(Data for processing Opens)

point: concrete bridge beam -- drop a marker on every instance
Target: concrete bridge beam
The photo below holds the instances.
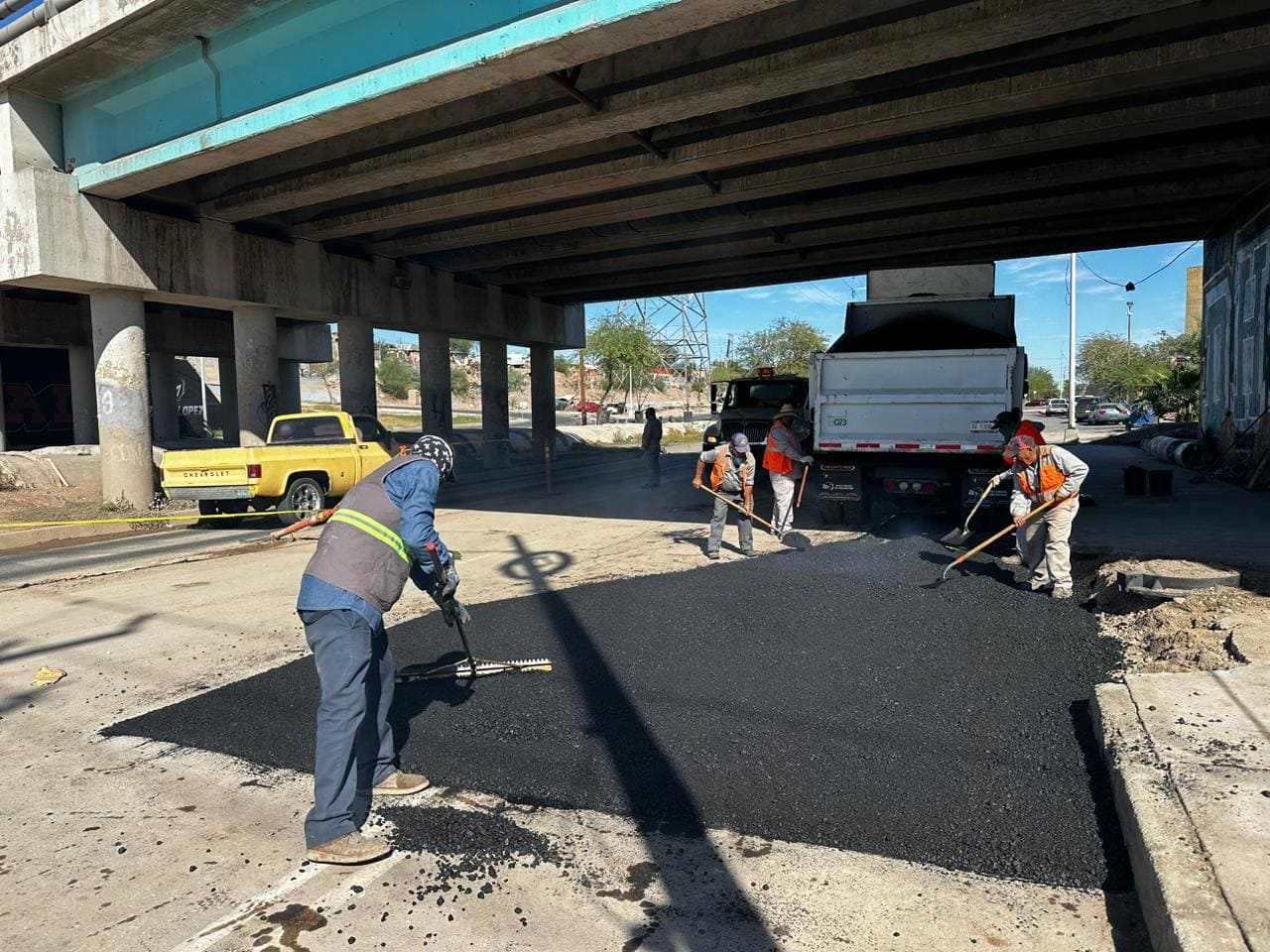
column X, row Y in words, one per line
column 290, row 398
column 82, row 394
column 357, row 390
column 543, row 397
column 435, row 397
column 163, row 399
column 255, row 357
column 495, row 422
column 122, row 385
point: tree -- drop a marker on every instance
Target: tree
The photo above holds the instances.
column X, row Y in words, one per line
column 786, row 345
column 397, row 376
column 1110, row 366
column 458, row 384
column 327, row 373
column 1040, row 384
column 622, row 352
column 724, row 371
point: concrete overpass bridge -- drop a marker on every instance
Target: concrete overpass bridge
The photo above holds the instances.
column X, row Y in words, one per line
column 481, row 169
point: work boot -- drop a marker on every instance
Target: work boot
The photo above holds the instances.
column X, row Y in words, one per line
column 349, row 849
column 399, row 784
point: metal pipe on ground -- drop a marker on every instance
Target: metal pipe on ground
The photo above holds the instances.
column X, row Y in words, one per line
column 35, row 17
column 1183, row 452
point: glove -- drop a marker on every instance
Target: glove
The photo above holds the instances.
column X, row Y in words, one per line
column 451, row 581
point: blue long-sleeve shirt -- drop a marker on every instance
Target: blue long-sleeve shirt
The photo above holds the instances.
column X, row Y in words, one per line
column 413, row 489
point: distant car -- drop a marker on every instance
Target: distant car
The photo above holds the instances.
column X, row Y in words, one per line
column 1109, row 413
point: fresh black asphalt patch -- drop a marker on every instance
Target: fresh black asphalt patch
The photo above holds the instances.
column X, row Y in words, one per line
column 830, row 697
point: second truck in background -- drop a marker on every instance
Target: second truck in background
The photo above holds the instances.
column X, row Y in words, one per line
column 903, row 403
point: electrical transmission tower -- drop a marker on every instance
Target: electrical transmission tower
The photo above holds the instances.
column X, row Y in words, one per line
column 679, row 327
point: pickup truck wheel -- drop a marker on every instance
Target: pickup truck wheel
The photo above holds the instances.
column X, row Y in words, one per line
column 303, row 494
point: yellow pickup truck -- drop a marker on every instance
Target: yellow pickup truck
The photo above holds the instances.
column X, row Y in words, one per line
column 308, row 461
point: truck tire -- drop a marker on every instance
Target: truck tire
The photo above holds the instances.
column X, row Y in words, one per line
column 304, row 494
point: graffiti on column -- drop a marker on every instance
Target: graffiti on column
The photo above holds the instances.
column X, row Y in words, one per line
column 268, row 407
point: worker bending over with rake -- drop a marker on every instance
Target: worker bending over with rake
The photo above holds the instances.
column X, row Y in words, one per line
column 731, row 477
column 373, row 542
column 779, row 460
column 1043, row 475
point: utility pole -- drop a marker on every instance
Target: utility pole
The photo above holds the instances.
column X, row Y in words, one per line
column 1071, row 349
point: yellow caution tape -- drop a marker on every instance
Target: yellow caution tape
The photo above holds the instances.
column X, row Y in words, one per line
column 150, row 518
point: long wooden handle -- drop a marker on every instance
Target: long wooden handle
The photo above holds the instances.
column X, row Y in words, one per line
column 983, row 544
column 738, row 508
column 316, row 520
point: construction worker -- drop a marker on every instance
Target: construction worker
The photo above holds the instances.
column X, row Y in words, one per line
column 783, row 452
column 1044, row 474
column 731, row 476
column 1011, row 422
column 652, row 447
column 375, row 542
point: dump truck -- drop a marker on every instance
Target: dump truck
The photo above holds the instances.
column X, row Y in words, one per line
column 903, row 402
column 308, row 461
column 748, row 405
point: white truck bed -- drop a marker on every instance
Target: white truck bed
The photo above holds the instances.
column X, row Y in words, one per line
column 917, row 402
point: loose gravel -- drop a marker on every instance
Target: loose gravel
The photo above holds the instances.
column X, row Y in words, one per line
column 834, row 696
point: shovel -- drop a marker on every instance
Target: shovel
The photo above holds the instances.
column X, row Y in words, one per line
column 956, row 538
column 983, row 544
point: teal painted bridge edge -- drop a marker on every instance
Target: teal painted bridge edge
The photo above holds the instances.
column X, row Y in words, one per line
column 463, row 54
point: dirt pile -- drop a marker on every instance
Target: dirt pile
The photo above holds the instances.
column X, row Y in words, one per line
column 1187, row 635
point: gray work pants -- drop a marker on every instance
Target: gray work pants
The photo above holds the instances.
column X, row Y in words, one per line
column 1049, row 556
column 354, row 742
column 744, row 527
column 783, row 509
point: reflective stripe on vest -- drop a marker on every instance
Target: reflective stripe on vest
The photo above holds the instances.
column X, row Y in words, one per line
column 720, row 468
column 372, row 529
column 774, row 458
column 1051, row 477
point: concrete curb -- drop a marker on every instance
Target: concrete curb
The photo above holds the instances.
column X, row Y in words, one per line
column 1183, row 902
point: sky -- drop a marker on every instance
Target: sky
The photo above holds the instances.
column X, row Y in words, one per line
column 1039, row 286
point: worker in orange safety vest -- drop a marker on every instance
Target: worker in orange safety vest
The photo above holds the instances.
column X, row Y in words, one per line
column 781, row 460
column 731, row 476
column 1044, row 474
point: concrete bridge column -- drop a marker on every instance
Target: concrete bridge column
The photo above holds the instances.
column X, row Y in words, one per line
column 435, row 398
column 82, row 394
column 255, row 358
column 543, row 395
column 357, row 367
column 289, row 388
column 494, row 425
column 229, row 400
column 163, row 399
column 122, row 388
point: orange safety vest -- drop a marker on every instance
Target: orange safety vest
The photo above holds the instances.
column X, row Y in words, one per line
column 775, row 460
column 720, row 468
column 1051, row 477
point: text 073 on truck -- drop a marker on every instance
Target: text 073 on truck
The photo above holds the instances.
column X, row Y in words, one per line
column 903, row 403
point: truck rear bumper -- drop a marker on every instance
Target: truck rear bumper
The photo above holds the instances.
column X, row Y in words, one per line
column 207, row 492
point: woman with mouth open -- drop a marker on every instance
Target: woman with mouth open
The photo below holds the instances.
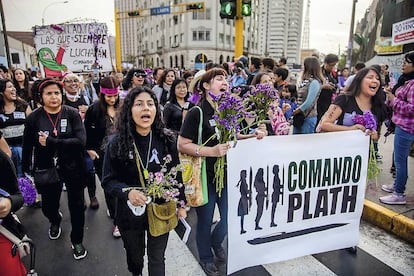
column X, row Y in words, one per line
column 361, row 97
column 137, row 149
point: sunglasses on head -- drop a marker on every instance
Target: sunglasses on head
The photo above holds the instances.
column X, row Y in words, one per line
column 139, row 74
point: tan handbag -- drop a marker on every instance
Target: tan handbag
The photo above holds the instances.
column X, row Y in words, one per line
column 194, row 174
column 162, row 218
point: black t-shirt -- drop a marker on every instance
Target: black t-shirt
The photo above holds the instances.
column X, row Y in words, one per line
column 12, row 125
column 189, row 130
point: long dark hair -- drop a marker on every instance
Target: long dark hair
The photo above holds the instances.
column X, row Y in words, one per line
column 127, row 82
column 377, row 101
column 173, row 97
column 24, row 92
column 107, row 82
column 409, row 57
column 20, row 104
column 125, row 124
column 208, row 76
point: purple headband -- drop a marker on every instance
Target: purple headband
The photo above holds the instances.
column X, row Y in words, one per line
column 109, row 91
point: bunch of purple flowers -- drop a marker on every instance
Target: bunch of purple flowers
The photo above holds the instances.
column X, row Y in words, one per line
column 260, row 99
column 367, row 119
column 164, row 184
column 229, row 114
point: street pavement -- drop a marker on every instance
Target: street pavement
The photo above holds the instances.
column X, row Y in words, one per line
column 379, row 253
column 397, row 219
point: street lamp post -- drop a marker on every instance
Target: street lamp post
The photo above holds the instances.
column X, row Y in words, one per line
column 351, row 36
column 51, row 4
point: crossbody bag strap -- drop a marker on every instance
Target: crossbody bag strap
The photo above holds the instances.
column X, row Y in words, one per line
column 140, row 175
column 200, row 127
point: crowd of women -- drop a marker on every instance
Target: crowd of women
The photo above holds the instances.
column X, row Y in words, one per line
column 126, row 125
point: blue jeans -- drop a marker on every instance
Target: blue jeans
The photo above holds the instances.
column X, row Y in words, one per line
column 17, row 159
column 308, row 126
column 206, row 240
column 402, row 145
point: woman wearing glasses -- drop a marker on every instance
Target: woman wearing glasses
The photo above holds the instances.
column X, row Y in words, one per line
column 56, row 132
column 134, row 78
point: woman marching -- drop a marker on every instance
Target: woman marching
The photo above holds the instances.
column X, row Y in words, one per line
column 135, row 151
column 13, row 113
column 56, row 132
column 100, row 124
column 213, row 81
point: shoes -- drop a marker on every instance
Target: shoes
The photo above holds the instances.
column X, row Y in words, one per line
column 210, row 269
column 220, row 254
column 55, row 230
column 115, row 232
column 393, row 199
column 388, row 188
column 378, row 157
column 79, row 252
column 94, row 203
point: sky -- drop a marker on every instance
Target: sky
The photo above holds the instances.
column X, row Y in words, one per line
column 329, row 19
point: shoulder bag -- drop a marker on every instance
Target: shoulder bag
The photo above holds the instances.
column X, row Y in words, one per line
column 194, row 173
column 162, row 218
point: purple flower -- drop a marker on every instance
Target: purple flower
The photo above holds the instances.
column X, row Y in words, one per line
column 28, row 190
column 367, row 119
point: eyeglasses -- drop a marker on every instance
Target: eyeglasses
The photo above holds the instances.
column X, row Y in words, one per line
column 71, row 81
column 138, row 74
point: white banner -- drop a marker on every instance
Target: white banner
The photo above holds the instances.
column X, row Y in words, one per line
column 403, row 32
column 296, row 195
column 72, row 47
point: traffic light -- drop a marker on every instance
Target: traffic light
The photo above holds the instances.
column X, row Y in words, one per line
column 133, row 13
column 195, row 6
column 246, row 7
column 228, row 8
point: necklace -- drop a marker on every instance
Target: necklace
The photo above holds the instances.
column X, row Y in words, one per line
column 54, row 124
column 146, row 174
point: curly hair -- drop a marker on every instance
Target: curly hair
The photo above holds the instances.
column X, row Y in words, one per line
column 173, row 97
column 125, row 124
column 21, row 105
column 377, row 101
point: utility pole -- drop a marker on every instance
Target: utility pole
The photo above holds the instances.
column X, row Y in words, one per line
column 351, row 36
column 117, row 42
column 6, row 40
column 239, row 26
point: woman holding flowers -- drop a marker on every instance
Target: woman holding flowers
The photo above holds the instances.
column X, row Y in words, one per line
column 401, row 99
column 361, row 107
column 362, row 99
column 134, row 154
column 212, row 83
column 308, row 94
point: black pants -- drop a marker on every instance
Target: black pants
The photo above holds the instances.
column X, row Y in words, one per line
column 51, row 203
column 134, row 244
column 90, row 177
column 109, row 199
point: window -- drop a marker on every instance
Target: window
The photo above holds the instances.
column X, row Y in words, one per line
column 221, row 38
column 201, row 35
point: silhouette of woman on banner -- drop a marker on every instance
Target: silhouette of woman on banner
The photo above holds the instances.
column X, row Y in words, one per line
column 243, row 208
column 277, row 191
column 260, row 187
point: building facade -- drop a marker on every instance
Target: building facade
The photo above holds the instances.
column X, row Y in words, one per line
column 189, row 39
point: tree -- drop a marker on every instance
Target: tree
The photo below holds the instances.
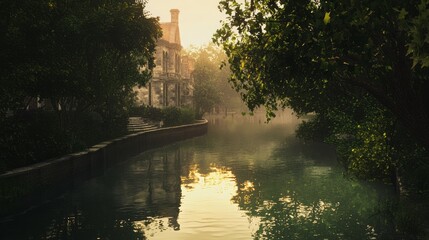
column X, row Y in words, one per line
column 81, row 57
column 211, row 80
column 361, row 66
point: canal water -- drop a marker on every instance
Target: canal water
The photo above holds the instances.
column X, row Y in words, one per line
column 244, row 180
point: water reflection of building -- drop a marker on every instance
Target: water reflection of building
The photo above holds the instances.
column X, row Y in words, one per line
column 172, row 81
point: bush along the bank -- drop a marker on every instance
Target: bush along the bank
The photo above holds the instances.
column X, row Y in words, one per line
column 30, row 137
column 170, row 116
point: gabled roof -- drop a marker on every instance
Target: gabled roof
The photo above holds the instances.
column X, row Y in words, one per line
column 171, row 33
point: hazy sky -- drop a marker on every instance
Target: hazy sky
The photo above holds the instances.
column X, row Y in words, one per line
column 198, row 19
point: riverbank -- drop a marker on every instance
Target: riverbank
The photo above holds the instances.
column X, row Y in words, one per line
column 26, row 187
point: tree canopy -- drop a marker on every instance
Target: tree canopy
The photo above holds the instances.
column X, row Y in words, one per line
column 361, row 66
column 81, row 59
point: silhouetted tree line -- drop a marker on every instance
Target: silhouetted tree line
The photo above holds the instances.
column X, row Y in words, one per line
column 78, row 60
column 361, row 67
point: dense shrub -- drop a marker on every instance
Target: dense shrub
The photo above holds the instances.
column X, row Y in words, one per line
column 33, row 136
column 170, row 116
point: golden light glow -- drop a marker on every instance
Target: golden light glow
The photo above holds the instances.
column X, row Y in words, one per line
column 198, row 20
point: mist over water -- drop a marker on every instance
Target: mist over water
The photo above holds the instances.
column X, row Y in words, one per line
column 244, row 180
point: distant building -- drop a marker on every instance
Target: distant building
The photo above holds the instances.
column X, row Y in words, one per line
column 172, row 81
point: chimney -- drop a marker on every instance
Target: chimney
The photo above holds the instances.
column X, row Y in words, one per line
column 175, row 15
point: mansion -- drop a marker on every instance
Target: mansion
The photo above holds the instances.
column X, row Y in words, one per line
column 172, row 81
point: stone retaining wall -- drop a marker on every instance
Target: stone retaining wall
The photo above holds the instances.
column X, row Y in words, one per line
column 30, row 186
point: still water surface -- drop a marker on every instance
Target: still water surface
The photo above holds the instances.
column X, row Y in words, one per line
column 244, row 180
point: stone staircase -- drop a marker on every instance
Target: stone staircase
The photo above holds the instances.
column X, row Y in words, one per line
column 137, row 124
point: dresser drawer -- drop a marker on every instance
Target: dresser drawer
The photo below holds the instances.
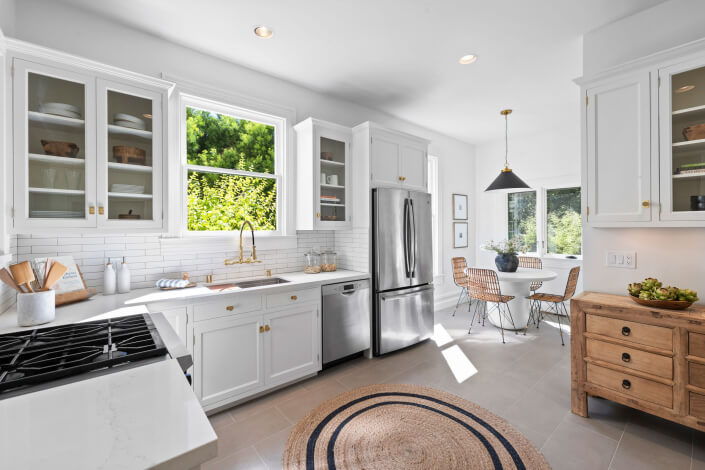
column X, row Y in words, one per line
column 294, row 297
column 627, row 384
column 630, row 358
column 227, row 305
column 696, row 344
column 650, row 335
column 696, row 374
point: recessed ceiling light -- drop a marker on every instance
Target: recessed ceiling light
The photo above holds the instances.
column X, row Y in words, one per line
column 263, row 32
column 685, row 88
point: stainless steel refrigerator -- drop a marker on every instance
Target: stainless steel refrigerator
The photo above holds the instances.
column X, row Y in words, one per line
column 402, row 268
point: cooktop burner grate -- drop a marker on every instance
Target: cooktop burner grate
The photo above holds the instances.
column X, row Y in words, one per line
column 41, row 355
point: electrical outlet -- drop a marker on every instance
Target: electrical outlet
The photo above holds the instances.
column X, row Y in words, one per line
column 621, row 259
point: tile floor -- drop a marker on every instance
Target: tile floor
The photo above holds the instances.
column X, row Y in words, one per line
column 526, row 381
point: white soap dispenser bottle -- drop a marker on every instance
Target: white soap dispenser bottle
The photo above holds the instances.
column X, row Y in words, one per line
column 123, row 278
column 109, row 279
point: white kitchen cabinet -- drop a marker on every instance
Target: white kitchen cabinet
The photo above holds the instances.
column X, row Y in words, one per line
column 75, row 165
column 618, row 146
column 324, row 176
column 292, row 343
column 228, row 357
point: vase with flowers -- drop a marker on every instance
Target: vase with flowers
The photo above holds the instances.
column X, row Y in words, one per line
column 507, row 260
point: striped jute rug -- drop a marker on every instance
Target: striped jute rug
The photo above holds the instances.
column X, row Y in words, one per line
column 383, row 427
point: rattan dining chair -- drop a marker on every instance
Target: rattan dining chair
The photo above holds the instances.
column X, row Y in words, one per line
column 557, row 301
column 483, row 285
column 460, row 278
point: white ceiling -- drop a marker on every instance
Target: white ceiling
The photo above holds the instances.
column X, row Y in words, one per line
column 401, row 56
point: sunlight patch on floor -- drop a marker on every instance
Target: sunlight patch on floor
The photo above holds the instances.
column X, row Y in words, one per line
column 441, row 335
column 459, row 363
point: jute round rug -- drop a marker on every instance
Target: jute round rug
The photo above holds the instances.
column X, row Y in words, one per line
column 384, row 427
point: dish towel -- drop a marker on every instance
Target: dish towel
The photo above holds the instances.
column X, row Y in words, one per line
column 173, row 283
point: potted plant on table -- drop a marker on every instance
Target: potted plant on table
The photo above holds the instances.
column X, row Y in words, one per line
column 507, row 260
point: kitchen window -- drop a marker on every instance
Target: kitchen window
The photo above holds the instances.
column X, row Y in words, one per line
column 232, row 167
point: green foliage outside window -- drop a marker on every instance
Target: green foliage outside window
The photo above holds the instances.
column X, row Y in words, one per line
column 221, row 202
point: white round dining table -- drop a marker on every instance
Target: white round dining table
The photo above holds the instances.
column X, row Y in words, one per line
column 517, row 284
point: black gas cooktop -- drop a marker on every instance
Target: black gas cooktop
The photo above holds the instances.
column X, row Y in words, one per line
column 31, row 358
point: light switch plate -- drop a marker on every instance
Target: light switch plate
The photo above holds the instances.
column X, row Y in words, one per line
column 621, row 259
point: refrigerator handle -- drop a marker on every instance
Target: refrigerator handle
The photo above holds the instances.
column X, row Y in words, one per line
column 407, row 264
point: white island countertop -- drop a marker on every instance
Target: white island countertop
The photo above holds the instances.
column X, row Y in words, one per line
column 142, row 417
column 105, row 306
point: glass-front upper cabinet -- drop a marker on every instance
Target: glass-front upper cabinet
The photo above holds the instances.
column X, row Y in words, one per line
column 682, row 141
column 54, row 146
column 129, row 150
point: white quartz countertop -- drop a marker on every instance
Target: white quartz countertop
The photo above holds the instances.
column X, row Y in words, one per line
column 106, row 306
column 142, row 417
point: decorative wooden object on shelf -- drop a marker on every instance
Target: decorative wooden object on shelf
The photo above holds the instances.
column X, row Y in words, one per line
column 77, row 295
column 647, row 358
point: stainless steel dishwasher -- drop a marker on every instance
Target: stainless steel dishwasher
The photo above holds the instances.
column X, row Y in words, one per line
column 346, row 319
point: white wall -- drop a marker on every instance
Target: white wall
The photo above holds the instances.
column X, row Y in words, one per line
column 548, row 159
column 671, row 254
column 74, row 31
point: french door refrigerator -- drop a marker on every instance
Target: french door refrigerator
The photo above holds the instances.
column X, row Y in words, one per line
column 402, row 268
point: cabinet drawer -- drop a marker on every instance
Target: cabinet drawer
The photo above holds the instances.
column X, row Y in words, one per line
column 697, row 405
column 650, row 335
column 630, row 358
column 227, row 306
column 636, row 387
column 294, row 297
column 696, row 374
column 696, row 344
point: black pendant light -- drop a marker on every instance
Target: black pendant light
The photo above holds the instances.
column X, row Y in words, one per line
column 506, row 179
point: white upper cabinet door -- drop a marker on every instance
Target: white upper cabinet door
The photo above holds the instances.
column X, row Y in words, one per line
column 292, row 343
column 54, row 148
column 129, row 156
column 619, row 151
column 682, row 141
column 227, row 357
column 414, row 166
column 385, row 161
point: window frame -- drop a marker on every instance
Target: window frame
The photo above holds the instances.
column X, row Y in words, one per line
column 281, row 129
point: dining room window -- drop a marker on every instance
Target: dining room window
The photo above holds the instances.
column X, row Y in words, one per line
column 521, row 218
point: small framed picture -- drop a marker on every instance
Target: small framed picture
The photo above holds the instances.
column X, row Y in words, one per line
column 460, row 207
column 460, row 234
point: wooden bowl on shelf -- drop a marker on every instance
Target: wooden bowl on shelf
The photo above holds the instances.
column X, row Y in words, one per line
column 667, row 304
column 128, row 154
column 695, row 132
column 60, row 149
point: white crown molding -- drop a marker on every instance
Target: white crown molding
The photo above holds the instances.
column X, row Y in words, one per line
column 16, row 47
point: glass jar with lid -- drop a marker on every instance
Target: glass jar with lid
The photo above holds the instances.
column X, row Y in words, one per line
column 329, row 261
column 312, row 262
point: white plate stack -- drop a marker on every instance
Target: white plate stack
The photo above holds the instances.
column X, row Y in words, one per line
column 127, row 120
column 61, row 109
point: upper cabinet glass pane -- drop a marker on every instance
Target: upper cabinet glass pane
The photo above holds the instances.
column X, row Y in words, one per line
column 129, row 157
column 56, row 147
column 332, row 179
column 688, row 131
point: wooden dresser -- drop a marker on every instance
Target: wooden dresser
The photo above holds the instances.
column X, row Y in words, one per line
column 646, row 358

(Data for processing Closes)

*Task to complete*.
Each line of the material that includes the string "eyeglasses" is to be counted; give only the final number.

*Task answer*.
2